• _Data provided_
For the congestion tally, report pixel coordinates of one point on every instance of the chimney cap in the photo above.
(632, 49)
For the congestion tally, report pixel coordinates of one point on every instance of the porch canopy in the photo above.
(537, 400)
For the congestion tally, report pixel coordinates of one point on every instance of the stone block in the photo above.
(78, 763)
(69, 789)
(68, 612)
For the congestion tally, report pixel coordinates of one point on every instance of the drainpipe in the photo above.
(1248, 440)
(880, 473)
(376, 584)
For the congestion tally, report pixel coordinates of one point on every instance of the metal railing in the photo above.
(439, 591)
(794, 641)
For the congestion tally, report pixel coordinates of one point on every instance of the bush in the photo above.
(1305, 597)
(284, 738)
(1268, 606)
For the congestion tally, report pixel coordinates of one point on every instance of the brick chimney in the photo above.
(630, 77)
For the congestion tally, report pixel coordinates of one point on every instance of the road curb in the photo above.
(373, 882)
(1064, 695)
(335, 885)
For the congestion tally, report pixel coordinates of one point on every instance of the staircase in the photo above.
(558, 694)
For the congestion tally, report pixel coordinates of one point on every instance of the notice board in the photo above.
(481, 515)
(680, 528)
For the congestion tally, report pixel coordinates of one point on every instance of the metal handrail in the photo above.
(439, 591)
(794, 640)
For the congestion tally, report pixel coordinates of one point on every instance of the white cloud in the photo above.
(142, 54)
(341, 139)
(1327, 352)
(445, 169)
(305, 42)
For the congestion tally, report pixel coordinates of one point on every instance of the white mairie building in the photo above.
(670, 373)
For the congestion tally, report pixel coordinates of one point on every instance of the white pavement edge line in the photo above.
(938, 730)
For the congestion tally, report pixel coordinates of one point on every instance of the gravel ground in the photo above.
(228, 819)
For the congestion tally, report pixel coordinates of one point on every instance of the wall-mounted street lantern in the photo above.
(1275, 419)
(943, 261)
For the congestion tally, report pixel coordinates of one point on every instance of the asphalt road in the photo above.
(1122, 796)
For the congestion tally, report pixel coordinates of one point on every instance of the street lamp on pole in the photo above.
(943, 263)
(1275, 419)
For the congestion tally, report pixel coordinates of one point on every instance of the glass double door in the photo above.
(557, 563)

• _What the task asks_
Could you copy every record above exactly as written?

• _The answer_
For the congestion tally, report pixel coordinates of one point on every instance of the chimney cap in the photo above.
(632, 49)
For the congestion tally, report pixel coordinates of one point on every instance of the porch canopy in the photo above.
(537, 400)
For the congestion tally, report pixel coordinates of one point on every instance of the stone block in the photo above.
(78, 763)
(69, 789)
(68, 612)
For the congestion tally, report pixel coordinates of one point on every instance of the drainpipe in the photo above.
(1248, 440)
(880, 473)
(376, 584)
For the congestion tally, report pixel coordinates of one point on every instance of the metal railing in the photo above.
(439, 591)
(794, 641)
For the congestion tally, report pixel coordinates of one point on every instance of the bush in the photo above.
(1305, 597)
(284, 738)
(1268, 606)
For the congestion tally, report pixel coordinates of one point on every instance of the brick chimney in the photo above.
(630, 77)
For the congestion tally, report pixel coordinates of one point on every instance of the road curb in the photo above.
(373, 882)
(1064, 695)
(335, 885)
For the congestion tally, report pixel coordinates of one point on every instance of the staircase in the photo above.
(558, 694)
For the congestion tally, report pixel coordinates of one point on every instance of the notice board in the photo above.
(481, 515)
(680, 528)
For the congestion tally, report pixel coordinates of one point on every instance of the metal handrail in the photo above.
(439, 591)
(794, 640)
For the congestion tally, report pixel coordinates of one point on every instance of the white cloud in the photo above.
(142, 54)
(341, 139)
(1327, 352)
(445, 169)
(305, 42)
For the congestion tally, report pixel coordinates of one point on every instance of the white mairie building in the photo above.
(670, 373)
For the congestion tally, report pixel coordinates of one point on every instance of the white pavement edge line in the photo above.
(938, 730)
For the congestion tally, report pixel coordinates of one point on every instance of the gravel ground in the photo above.
(228, 819)
For the congestion tally, report pixel coordinates of one point on every instance of the wall-mounted street lantern in the photo above.
(1275, 419)
(943, 261)
For the congestion tally, report pixel coordinates of one point on every instance of the asphalt road in the photo above.
(1122, 796)
For the congestion tally, report pixel coordinates of one point on every instance of the street lamp on pole in the photo above.
(943, 263)
(1275, 419)
For the congestion tally, report pixel coordinates of one point on every instance of the glass double door in the photo above.
(557, 563)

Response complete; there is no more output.